— START TEXT SEGMENT —

Ye gods, I have been entirely distraught all evening.  I finished all my casting late last night, slept way too late, and today I wanted to begin the color.  I got the studio partly reconfigured, and then the very world I most need to ignore blew in, in the form of a couple of e-mails, and crashed right down on my head. I’m writing this appeal, and then I hope, in the morning, to get back to the great place I was in…


A friend wrote on her blog today of thinking, “How did I get here?” during a recent event. I feel her, because I’ve thought that for a whole lot of the past two years.  I just began to believe it was now finally over, and I could return to who I actually am: this gardening, sort-of quiet, admittedly odd, kind of friendly, hopefully often funny, obsessively working visual artist who would rather be in the studio or out under the sky than anywhere else.  Instead, I seem to have become a symbol, or a repository for the vindication of some collective feelings about a situation I obviously (pretty damned obviously, I should think) had no control over.  I can’t blog about it directly, but I’ve just been accused of complicity in – no, actually, of masterminding – the ‘subversion’ of an ongoing event that I wasn’t even aware of until a few days ago. I do NOT need this.

— END TEXT SEGMENT —

### REQUEST A
Please give the entries below as a Markdown table with the columns Row and Line, covering only the stretch from the line containing "In this exercise you will pick out the pistachio" through the end of the entries. Skip blank lines and leave the pictures out.

— START EXCERPTED DATA —

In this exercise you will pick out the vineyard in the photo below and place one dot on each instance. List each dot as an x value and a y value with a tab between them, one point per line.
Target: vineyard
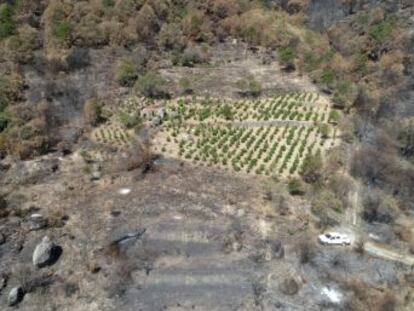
270	136
266	137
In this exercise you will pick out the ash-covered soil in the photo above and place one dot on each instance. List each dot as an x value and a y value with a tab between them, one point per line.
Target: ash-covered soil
175	238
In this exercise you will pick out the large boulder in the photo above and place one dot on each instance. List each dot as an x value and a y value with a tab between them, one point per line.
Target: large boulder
45	253
15	296
289	287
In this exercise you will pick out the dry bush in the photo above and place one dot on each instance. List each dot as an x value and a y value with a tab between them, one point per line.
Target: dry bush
136	156
306	251
146	23
225	8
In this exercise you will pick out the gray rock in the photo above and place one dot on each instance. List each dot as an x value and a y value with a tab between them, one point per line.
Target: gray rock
15	296
3	281
96	171
43	253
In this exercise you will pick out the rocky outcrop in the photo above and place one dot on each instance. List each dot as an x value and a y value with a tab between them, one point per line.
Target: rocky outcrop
15	296
46	253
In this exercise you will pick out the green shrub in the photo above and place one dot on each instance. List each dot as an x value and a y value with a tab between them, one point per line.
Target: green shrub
185	85
287	55
7	22
328	76
249	86
26	132
152	85
324	130
108	3
129	120
334	116
62	30
312	168
126	72
296	187
382	31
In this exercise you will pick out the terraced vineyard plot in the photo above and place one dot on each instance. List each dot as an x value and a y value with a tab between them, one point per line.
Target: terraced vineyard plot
268	150
111	135
269	136
288	107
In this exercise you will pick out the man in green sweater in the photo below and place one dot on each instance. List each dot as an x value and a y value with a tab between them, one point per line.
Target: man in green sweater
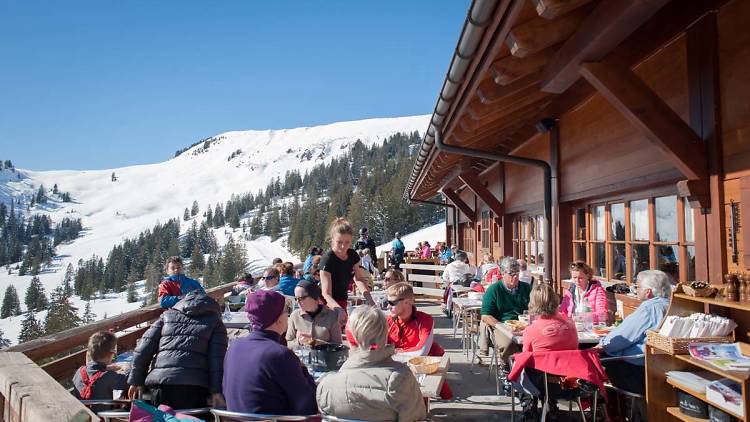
503	301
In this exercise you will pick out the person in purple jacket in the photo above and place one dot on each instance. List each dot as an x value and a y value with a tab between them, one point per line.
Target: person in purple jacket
260	374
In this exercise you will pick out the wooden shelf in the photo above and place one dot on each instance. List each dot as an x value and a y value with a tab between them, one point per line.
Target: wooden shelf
745	306
738	376
675	411
701	396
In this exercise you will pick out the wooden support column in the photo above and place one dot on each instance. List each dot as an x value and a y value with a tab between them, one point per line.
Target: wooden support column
650	115
475	185
608	25
460	204
703	94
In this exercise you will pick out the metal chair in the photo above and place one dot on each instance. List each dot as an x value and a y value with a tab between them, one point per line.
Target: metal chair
221	415
630	395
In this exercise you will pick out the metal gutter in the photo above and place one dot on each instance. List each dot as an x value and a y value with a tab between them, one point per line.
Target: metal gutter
470	152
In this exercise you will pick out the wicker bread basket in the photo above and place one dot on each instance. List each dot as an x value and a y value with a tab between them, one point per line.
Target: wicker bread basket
679	346
424	364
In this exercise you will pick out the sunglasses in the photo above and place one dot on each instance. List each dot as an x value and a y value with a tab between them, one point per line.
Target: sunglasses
395	302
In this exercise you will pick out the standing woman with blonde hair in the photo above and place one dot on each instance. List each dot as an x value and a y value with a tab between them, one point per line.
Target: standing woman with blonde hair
338	266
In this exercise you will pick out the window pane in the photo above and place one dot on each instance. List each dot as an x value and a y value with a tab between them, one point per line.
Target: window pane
580	252
599	259
640	259
617	253
689	236
580	224
598	222
617	211
666	218
667	257
639	220
691	263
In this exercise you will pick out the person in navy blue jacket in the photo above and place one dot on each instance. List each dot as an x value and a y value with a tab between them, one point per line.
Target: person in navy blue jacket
175	285
260	374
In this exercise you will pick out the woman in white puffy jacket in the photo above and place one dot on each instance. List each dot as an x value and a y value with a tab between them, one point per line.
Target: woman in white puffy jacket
370	385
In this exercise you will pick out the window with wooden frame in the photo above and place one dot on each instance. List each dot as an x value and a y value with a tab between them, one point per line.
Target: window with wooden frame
484	233
528	239
619	239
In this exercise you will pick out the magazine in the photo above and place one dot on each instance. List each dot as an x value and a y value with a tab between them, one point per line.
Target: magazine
721	355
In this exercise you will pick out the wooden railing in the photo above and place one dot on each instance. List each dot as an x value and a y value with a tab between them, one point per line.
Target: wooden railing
74	341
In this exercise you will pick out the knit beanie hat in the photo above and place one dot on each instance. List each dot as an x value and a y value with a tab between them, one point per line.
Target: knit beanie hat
264	308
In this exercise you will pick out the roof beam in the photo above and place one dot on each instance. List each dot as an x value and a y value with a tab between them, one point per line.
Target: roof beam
650	115
550	9
460	204
475	185
611	22
539	33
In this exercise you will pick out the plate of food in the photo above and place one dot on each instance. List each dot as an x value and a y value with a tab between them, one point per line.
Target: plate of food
516	325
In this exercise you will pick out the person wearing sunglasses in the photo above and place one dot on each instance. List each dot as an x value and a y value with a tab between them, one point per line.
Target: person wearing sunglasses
311	321
270	280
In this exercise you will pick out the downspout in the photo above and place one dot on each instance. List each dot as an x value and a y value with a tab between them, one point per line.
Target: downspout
446	205
505	158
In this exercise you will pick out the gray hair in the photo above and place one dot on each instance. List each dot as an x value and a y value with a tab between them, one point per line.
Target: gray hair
657	281
368	327
509	265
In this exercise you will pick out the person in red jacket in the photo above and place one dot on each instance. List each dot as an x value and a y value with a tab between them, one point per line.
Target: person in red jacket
411	331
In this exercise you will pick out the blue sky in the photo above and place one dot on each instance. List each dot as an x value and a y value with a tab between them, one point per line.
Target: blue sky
101	84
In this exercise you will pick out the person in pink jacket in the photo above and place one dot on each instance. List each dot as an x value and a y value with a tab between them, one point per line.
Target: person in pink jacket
584	289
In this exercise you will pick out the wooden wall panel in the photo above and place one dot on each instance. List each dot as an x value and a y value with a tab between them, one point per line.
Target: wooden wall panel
602	153
734	67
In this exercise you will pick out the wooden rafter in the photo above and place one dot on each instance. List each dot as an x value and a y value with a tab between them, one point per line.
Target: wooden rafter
460	204
472	182
551	9
608	25
650	115
539	33
511	68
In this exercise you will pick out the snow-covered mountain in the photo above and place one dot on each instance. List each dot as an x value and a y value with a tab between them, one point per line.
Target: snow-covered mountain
208	172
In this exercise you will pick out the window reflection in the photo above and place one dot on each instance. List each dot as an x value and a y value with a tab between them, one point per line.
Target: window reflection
617	254
640	260
666	218
639	220
598	220
617	212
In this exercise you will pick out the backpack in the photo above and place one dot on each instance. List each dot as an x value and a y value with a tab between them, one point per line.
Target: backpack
88	383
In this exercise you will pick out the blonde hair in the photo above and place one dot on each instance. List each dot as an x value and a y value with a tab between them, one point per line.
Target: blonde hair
544	300
340	226
368	327
400	290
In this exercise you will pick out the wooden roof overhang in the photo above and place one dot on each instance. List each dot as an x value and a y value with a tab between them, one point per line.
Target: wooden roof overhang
533	59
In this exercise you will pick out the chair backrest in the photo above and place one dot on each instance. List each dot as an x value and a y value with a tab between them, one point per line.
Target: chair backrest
221	415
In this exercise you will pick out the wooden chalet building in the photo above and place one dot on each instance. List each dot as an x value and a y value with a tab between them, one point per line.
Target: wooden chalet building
611	131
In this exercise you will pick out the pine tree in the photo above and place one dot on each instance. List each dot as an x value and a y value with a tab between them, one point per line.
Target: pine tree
197	262
62	315
11	304
88	316
36	297
30	328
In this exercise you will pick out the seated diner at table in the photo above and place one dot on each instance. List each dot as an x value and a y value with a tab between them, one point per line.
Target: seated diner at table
260	374
584	290
653	289
503	301
312	321
370	385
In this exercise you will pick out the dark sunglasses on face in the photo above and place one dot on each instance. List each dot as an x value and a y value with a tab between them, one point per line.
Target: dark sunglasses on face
395	302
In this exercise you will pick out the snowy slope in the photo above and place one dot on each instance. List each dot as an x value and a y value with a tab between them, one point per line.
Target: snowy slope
146	194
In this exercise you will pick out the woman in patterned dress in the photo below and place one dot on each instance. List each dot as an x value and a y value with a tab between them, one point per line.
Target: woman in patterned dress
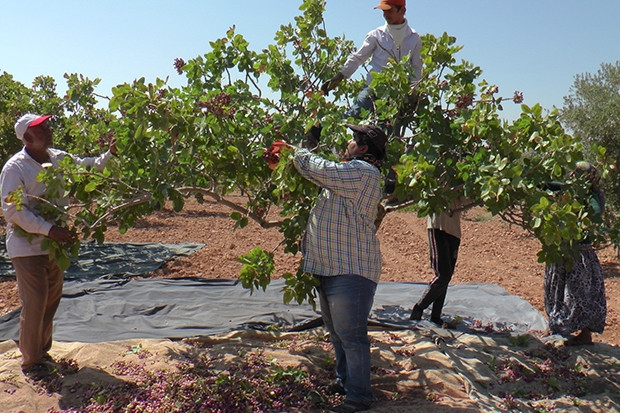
575	299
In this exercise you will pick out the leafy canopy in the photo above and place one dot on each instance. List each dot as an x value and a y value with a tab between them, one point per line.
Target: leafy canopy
205	139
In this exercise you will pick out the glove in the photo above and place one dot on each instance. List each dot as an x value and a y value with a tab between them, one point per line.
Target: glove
332	83
272	154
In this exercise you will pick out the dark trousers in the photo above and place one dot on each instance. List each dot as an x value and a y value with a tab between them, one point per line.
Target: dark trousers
444	250
39	283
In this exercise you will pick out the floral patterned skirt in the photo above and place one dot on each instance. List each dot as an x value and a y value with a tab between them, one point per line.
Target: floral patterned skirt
575	299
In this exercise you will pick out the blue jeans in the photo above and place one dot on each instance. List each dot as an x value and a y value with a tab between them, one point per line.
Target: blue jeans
365	100
346	301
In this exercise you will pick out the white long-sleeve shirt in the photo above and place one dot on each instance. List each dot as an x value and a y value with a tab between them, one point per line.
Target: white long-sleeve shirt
379	46
21	170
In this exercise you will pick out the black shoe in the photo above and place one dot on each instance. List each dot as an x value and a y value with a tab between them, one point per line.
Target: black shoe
416	313
448	325
335	388
48	359
36	372
350	407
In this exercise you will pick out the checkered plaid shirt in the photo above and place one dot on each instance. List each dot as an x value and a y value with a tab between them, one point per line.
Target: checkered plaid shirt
340	237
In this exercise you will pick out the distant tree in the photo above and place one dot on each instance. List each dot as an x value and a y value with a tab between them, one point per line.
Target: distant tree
592	112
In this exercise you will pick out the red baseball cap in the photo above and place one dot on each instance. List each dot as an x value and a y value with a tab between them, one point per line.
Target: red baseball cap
29	120
387	4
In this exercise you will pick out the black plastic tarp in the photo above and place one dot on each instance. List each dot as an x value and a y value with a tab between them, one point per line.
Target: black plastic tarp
109	259
120	308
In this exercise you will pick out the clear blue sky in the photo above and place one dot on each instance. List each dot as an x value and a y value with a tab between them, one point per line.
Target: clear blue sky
534	46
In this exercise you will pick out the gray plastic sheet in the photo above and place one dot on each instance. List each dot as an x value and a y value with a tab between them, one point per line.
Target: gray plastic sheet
109	309
113	258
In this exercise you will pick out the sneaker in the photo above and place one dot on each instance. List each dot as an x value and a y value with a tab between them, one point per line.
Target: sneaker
350	407
36	372
416	313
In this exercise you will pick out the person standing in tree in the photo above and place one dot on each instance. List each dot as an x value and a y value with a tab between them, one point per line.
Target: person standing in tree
39	279
394	40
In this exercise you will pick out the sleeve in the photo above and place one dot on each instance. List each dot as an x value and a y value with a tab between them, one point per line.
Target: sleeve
416	60
341	178
23	217
359	57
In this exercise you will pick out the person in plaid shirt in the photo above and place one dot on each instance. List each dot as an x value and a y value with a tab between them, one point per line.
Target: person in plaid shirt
341	248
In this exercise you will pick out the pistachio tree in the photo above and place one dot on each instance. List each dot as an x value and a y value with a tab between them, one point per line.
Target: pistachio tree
207	138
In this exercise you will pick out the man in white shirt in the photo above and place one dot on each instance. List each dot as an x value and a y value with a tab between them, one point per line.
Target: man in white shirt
39	279
393	40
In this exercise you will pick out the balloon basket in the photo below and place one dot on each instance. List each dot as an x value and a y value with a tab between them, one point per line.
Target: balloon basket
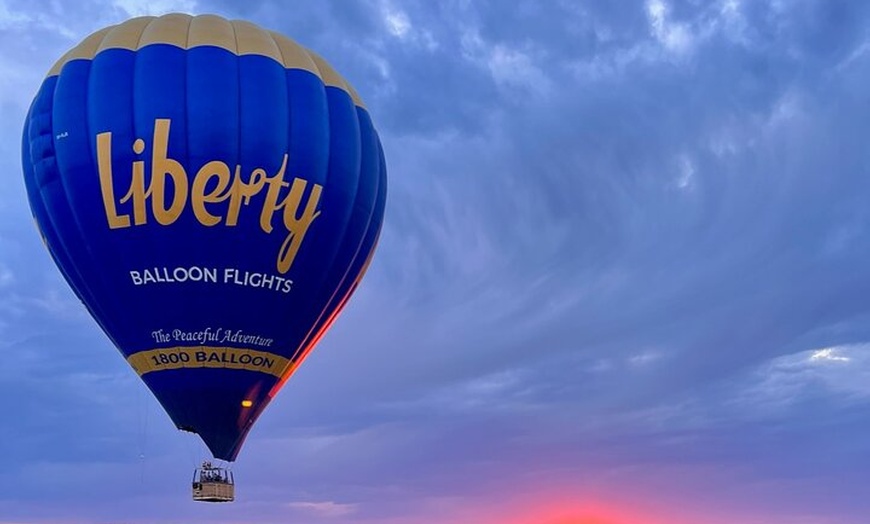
213	484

— END EXCERPTED DATA —

### REQUEST B
Extract the stretch of the blog post from "A friend wrote" through "NOT need this.", copying it word for word.

### COMPLETE RESPONSE A
| Row | Line |
|---|---|
| 1 | In this exercise you will pick out the pistachio tree in the photo above and place one dot on each instance. List each dot as an x value and a y value with a tab between them, one point per line. |
| 2 | Target: pistachio tree |
| 3 | 207	138 |
| 4 | In this exercise you will pick out the man in white shirt in the photo above and place one dot on each instance. List each dot as an x value and a y value with a tab between them, one point per line. |
| 5 | Target: man in white shirt |
| 6 | 39	279 |
| 7 | 393	40 |
| 8 | In this exercise you will pick out the balloon basket in the photo below and place one dot on each instance. List each dot as an x value and a y value with a tab between them, one point per line. |
| 9 | Target: balloon basket |
| 10 | 213	484 |

### COMPLETE RESPONSE B
A friend wrote on her blog today of thinking, “How did I get here?” during a recent event. I feel her, because I’ve thought that for a whole lot of the past two years.  I just began to believe it was now finally over, and I could return to who I actually am: this gardening, sort-of quiet, admittedly odd, kind of friendly, hopefully often funny, obsessively working visual artist who would rather be in the studio or out under the sky than anywhere else.  Instead, I seem to have become a symbol, or a repository for the vindication of some collective feelings about a situation I obviously (pretty damned obviously, I should think) had no control over.  I can’t blog about it directly, but I’ve just been accused of complicity in – no, actually, of masterminding – the ‘subversion’ of an ongoing event that I wasn’t even aware of until a few days ago. I do NOT need this.